_GIVEN TASK_: Reproduce every entry exactly as shown.

_EXTRACTED INFORMATION_:
☆ ☆ ☆

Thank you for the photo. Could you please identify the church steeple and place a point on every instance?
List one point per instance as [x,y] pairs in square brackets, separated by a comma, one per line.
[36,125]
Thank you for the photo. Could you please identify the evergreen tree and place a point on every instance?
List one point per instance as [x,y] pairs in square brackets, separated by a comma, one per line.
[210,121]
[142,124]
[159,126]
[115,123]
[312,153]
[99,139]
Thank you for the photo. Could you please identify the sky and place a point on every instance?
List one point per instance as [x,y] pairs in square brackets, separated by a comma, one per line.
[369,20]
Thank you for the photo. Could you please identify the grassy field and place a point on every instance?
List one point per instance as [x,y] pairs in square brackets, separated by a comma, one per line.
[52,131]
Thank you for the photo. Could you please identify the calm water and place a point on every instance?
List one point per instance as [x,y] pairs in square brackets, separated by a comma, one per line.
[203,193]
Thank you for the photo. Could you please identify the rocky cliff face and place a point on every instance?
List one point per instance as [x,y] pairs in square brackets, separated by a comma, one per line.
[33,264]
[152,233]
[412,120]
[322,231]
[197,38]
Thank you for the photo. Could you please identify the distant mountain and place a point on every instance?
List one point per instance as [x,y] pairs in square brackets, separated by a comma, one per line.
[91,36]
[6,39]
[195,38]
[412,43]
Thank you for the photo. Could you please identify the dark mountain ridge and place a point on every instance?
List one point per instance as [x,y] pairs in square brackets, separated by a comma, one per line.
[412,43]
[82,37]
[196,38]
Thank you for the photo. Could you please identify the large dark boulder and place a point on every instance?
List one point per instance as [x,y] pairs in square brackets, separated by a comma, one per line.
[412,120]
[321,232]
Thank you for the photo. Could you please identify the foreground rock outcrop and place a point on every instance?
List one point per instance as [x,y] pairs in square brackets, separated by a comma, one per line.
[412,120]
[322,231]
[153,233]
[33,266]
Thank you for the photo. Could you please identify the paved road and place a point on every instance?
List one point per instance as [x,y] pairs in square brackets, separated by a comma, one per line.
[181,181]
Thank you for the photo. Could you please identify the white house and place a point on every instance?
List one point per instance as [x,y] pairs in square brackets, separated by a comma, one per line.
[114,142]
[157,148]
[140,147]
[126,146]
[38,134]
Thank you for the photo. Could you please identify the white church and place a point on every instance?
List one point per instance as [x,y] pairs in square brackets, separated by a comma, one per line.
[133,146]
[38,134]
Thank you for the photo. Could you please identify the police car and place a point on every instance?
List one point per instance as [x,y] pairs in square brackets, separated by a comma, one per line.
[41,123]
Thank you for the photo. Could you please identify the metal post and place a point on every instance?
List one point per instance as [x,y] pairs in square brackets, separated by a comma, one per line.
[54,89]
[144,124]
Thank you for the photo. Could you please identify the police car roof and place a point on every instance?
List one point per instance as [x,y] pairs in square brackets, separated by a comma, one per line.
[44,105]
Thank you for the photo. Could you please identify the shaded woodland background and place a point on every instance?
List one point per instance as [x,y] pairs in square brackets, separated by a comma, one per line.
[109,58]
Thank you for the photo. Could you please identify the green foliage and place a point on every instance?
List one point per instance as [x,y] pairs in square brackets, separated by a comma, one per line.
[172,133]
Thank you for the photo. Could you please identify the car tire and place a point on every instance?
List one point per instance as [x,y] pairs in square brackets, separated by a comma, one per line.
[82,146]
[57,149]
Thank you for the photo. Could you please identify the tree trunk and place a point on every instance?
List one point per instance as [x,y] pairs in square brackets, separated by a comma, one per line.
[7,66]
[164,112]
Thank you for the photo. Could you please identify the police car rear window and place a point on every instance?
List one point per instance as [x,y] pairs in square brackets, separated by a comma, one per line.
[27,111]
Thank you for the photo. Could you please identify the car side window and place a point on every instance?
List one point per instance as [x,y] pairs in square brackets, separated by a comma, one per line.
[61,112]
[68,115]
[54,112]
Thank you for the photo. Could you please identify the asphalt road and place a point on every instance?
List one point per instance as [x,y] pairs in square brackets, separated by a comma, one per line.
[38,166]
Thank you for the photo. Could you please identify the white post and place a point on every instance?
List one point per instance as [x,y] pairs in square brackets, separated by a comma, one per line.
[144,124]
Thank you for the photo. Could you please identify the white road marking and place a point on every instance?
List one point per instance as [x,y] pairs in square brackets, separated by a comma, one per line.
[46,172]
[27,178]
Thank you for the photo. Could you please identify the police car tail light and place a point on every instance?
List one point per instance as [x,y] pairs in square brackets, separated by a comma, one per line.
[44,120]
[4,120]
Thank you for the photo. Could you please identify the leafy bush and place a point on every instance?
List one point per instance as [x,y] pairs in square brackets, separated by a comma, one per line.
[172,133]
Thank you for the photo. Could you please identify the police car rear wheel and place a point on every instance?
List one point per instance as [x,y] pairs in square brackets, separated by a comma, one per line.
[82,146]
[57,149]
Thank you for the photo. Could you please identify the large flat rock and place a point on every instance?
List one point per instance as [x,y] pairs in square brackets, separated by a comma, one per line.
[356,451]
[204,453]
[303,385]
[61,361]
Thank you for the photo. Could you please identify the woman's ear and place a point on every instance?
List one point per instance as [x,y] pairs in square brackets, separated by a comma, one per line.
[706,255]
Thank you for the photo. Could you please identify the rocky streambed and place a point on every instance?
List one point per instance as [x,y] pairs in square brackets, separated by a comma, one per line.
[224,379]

☆ ☆ ☆

_RESPONSE BELOW_:
Thank you for the photo. Could you please identify the church steeple and place a point on every instance?
List one point per instance as [x,y] pairs in square brackets, separated by a comma, one per line.
[36,125]
Thank you for the photo. Could you please identify the evergreen tree and place a point on every instance?
List one point per instance as [x,y] pairs in square brackets, separated by a comma, one per line.
[210,121]
[142,124]
[159,126]
[115,123]
[312,153]
[99,139]
Thank you for the photo. Could you please identify the sky and place a point on every instance?
List one point per instance as [x,y] pairs in square brackets, separated by a comma, one per line.
[369,20]
Thank you for the photo. Could you please identify the grassy field and place a point on every instance?
List one point per instance as [x,y] pairs in square brackets, separated by a comma, one per line.
[52,131]
Thank you for the photo. Could you please identify the calm water and place a point on every instance?
List one point per instance as [x,y] pairs in square brackets, separated by a comma, one per line.
[203,193]
Thank you for the photo. Could you please identify the rocky cliff face and place a point on every instance?
List one point per instance as [x,y] pairs in square brackets, separated by a comma, one per line.
[33,264]
[152,233]
[412,120]
[322,231]
[197,38]
Thank you for the photo. Could you please identify the distant mountain and place a point on every instance?
List one point per instance as [x,y] pairs in square brackets, separated by a comma, one per line.
[91,36]
[6,39]
[195,38]
[412,43]
Thank you for the photo. Could you please identify the dark mountain ridge and place a point on every instance?
List one point per instance as [x,y] pairs in square brackets, separated by a comma, one per line.
[412,43]
[82,37]
[196,38]
Thank you for the photo. Could you please identify the large dark boulder and place a point on every instance?
List one point per instance as [x,y] pairs in square brackets, separated by a comma, one per line.
[412,120]
[321,232]
Thank you for the photo. Could you please identify the foreground rock outcrop and place a point on every instance?
List one point per instance as [x,y] pairs in square brackets, separated by a comma, one per line.
[412,120]
[322,231]
[153,233]
[33,266]
Thank you for the photo. Could you please identify the paved road and place a point on every instance?
List one point per instance as [x,y] pairs in square brackets, separated by a comma, one per line.
[181,181]
Thank you for the photo. Could you please identify the white house and place a point on every instance?
List one point per instance as [x,y] pairs in square brackets, separated by a comma, one per line.
[114,142]
[157,148]
[140,147]
[126,146]
[38,134]
Thank you for the photo. Could you please identify the white church and place a point on every instance?
List one point per instance as [x,y] pairs in square brackets, separated by a comma, one per line.
[133,146]
[38,134]
Thank you for the photo. Could you please identify the police car and place a point on every instance?
List one point per instance as [x,y] pairs in square brackets, separated by a comma, one per line.
[41,123]
Thank you for the photo. Could you please identify the metal post and place a point on every instance?
List one point per instance as [x,y] pairs in square brackets, separated by a comma, one per line.
[54,89]
[144,124]
Thank you for the photo. Could you please identify the police car roof and place a point on every instance?
List one point per instance as [x,y] pairs in square brackets, separated by a comma, one per line.
[44,105]
Thank you for the photo. Could you please identify the shaded woodland background and place a point on every instance?
List one point per instance as [x,y] pairs in square brackets, separated by a comma, one per line.
[109,58]
Thank you for the photo. Could you please identify the green foliage and place a point on every instance?
List one point per instance as [x,y] pairs in square brackets, separated by a comma, one per line.
[172,133]
Thank you for the photo. Could you please identify the car tire and place a point on every instance?
List one point per instance as [x,y] pairs in square brackets, separated by a comma, one per line.
[82,146]
[57,149]
Thank you for the photo. Could you please identify the tree trunk and place a point on every instance?
List one point per instance as [x,y] pairs in square brackets, separated by a comma, one per line.
[7,66]
[164,112]
Thank you for the photo. Could you please identify the police car rear window and place a point on every instance?
List one point per instance as [x,y] pairs in square brackets, separated by a comma, one per line.
[27,111]
Thank you for the photo. Could you please identify the car side window and place a point on every instance?
List one point per instance as [x,y] pairs in square brackets, separated by a comma, one per line.
[61,112]
[68,115]
[54,112]
Thank you for the photo. Could you please identify the asphalt road and place a point on every instance?
List one point per instance as [x,y] pairs in square brackets, separated by a comma, one per line.
[38,166]
Thank you for the photo. Could you please identify the white post and place a point on every instance?
List one point per instance as [x,y] pairs in square brackets, separated by a comma, one per line.
[144,124]
Thank you for the photo. Could you please identify the white road marking and place a point on every instance?
List one point per instance as [x,y] pairs in square brackets, separated by a comma, one per line.
[46,172]
[27,178]
Thank you for the photo. Could you please identify the police car tail light and place a point on every instance?
List one point per instance as [x,y] pairs in square brackets, separated by a comma, one per line.
[44,120]
[4,120]
Thank you for the photo. Could you please identify the leafy bush and place a point on every instance?
List one point per instance as [x,y] pairs in square brackets, separated by a comma, one per line.
[172,133]
Thank you for the photo. Could you please identify the police car rear wheel and place a point on every instance?
List one point per instance as [x,y] pairs in square brackets, separated by a comma, one per line.
[82,146]
[57,149]
Thank you for the photo. Could you please identify the large flat rock and place a point on every instance?
List one point per instance as [x,y] pairs in square brackets, separated by a comma, one per line.
[356,451]
[204,453]
[303,385]
[61,361]
Thank you for the photo. Could you please identify the woman's ear and place a point on every instance?
List one point per instance as [x,y] pairs in square brackets, separated by a comma, one per line.
[706,255]
Thank you for the photo. Could you please identify the rocky streambed and place a point on every instance?
List one point per instance as [x,y] pairs in square brackets, separated by a comma, one per line.
[224,379]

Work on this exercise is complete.